Extrait du document:
________
Pourquoi il faut boycotter les élections françaises


J’ai écrit ce post avant la primaire socialiste, pensant que Valls serait candidat. Puis je l’ai retiré, pensant que Hamon ferait campagne en opposition au gouvernement. Finalement, puisqu’il souhaite incarner la continuité du gouvernement actuel, cet essai retrouve tout son intérêt.

Dans les années 1980, en plein état d’urgence, alors que la police matraquait les manifestants en toute impunité, des Français ont appelé au boycott de plusieurs scrutins électoraux. Pour les groupes qui lançaient ces appels, les élections étaient anti-démocratiques car elles ne respectaient pas les principes des Nations Unies1. Ces Français étaient des Kanaks et voyaient dans les élections une justification des injustices commises par le gouvernement. Les Kanaks sont des Mélanésiens qui habitaient la Nouvelle-Calédonie avant l’arrivée des blancs. Ils se battaient à l’époque contre le colonialisme de Paris. Participer au vote, c’était être d’accord avec les règles du jeu - alors que ces règles étaient écrites pour assurer leur défaite.

Trente ans plus tard, la Nouvelle-Calédonie est à l’aube d’un référendum sur son indépendance et la France entière subit l’état d’urgence. Le mépris des principes des Nations Unis contre lequel se révoltaient les Kanaks, autrefois réservé aux territoires colonisés2, s’est répandu partout. Ces principes, vous pouvez les lire dans le Pacte international relatif aux droits civils et politiques, par exemple3.
________
Consigne A:
Recopiez fidèlement le passage de l'extrait qui commence aux mots « Pourquoi il faut » et s'arrête après les mots « tout son intérêt. ».
Consigne B:
Relevez tous les noms de lieux mentionnés dans l'extrait.
________
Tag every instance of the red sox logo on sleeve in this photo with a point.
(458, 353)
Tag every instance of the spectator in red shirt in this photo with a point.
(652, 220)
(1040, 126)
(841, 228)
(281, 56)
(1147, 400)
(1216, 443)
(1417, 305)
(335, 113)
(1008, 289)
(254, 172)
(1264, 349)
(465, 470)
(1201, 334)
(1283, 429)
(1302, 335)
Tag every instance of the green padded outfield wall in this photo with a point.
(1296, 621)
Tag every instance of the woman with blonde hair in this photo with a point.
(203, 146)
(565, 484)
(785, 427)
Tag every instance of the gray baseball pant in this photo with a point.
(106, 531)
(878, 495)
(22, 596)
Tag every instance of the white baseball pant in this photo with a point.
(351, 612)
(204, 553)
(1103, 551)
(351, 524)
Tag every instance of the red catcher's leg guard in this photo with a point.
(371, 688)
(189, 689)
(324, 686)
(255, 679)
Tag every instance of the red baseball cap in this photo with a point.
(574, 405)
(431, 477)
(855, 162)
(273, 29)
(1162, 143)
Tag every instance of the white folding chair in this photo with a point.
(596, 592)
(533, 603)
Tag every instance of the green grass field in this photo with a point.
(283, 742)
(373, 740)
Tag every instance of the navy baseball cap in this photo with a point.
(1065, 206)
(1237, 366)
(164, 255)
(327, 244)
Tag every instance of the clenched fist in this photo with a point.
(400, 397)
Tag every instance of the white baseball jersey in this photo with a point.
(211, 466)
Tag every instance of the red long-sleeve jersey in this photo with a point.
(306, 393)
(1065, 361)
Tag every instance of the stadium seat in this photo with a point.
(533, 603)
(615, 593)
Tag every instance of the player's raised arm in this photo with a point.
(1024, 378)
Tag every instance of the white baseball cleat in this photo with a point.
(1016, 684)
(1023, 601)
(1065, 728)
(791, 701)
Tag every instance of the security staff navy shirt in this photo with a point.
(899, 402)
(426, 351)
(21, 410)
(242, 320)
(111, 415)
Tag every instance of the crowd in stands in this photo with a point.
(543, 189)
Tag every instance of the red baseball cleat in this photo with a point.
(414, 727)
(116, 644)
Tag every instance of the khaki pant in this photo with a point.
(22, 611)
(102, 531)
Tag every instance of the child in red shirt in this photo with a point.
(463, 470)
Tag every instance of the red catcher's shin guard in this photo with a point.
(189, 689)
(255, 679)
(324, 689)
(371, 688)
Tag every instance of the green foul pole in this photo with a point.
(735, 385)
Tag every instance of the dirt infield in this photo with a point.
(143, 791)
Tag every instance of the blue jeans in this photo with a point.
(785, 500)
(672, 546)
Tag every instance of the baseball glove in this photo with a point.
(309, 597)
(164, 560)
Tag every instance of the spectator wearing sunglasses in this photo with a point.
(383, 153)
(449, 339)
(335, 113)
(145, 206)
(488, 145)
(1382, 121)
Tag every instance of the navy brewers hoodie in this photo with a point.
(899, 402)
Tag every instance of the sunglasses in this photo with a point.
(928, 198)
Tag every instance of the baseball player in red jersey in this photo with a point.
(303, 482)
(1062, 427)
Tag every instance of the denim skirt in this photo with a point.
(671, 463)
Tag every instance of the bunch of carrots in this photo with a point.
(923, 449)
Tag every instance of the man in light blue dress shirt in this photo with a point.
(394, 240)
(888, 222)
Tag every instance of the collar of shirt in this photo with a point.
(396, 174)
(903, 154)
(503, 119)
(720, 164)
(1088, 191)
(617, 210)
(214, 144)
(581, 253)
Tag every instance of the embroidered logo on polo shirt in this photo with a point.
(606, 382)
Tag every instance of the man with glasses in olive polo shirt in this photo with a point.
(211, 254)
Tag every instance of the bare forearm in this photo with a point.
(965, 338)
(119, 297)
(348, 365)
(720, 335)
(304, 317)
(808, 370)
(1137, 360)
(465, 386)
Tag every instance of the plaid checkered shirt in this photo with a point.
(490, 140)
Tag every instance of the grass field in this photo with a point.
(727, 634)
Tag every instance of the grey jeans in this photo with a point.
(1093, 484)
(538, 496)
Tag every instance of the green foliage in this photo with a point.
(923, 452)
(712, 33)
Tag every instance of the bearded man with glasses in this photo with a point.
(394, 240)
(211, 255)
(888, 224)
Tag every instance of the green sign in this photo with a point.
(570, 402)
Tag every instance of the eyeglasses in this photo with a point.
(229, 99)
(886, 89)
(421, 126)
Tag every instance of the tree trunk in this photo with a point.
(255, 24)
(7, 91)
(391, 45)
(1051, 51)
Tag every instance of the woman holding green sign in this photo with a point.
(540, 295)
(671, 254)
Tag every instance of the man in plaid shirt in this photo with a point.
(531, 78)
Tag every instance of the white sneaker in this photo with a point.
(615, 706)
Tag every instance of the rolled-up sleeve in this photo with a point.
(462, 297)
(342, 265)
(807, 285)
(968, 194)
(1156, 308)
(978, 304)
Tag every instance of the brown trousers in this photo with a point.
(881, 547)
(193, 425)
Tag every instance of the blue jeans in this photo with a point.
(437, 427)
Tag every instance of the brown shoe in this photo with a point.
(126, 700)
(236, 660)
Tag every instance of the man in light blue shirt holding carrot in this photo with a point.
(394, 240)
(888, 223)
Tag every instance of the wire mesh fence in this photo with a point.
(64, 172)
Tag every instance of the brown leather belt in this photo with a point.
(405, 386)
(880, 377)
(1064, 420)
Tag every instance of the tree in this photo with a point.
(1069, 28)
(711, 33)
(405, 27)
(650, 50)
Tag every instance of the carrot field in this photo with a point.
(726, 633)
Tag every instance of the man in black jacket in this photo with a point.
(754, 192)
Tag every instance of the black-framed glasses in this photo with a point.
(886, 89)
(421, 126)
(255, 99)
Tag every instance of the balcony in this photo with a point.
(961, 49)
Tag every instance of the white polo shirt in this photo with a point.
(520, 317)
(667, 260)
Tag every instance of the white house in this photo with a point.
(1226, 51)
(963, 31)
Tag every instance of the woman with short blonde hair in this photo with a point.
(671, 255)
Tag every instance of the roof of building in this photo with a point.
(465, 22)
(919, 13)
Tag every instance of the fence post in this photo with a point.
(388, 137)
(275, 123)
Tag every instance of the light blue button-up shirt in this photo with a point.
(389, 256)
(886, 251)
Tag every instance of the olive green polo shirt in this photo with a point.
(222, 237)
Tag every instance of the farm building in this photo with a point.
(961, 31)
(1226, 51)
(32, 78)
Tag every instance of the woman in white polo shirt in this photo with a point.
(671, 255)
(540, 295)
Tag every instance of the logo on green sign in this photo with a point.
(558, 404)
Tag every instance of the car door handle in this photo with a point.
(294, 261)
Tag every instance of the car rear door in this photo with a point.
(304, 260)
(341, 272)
________
Réponse attendue A:
Pourquoi il faut boycotter les élections françaises


J’ai écrit ce post avant la primaire socialiste, pensant que Valls serait candidat. Puis je l’ai retiré, pensant que Hamon ferait campagne en opposition au gouvernement. Finalement, puisqu’il souhaite incarner la continuité du gouvernement actuel, cet essai retrouve tout son intérêt.

Réponse attendue B:
- Nouvelle-Calédonie
- Paris
- France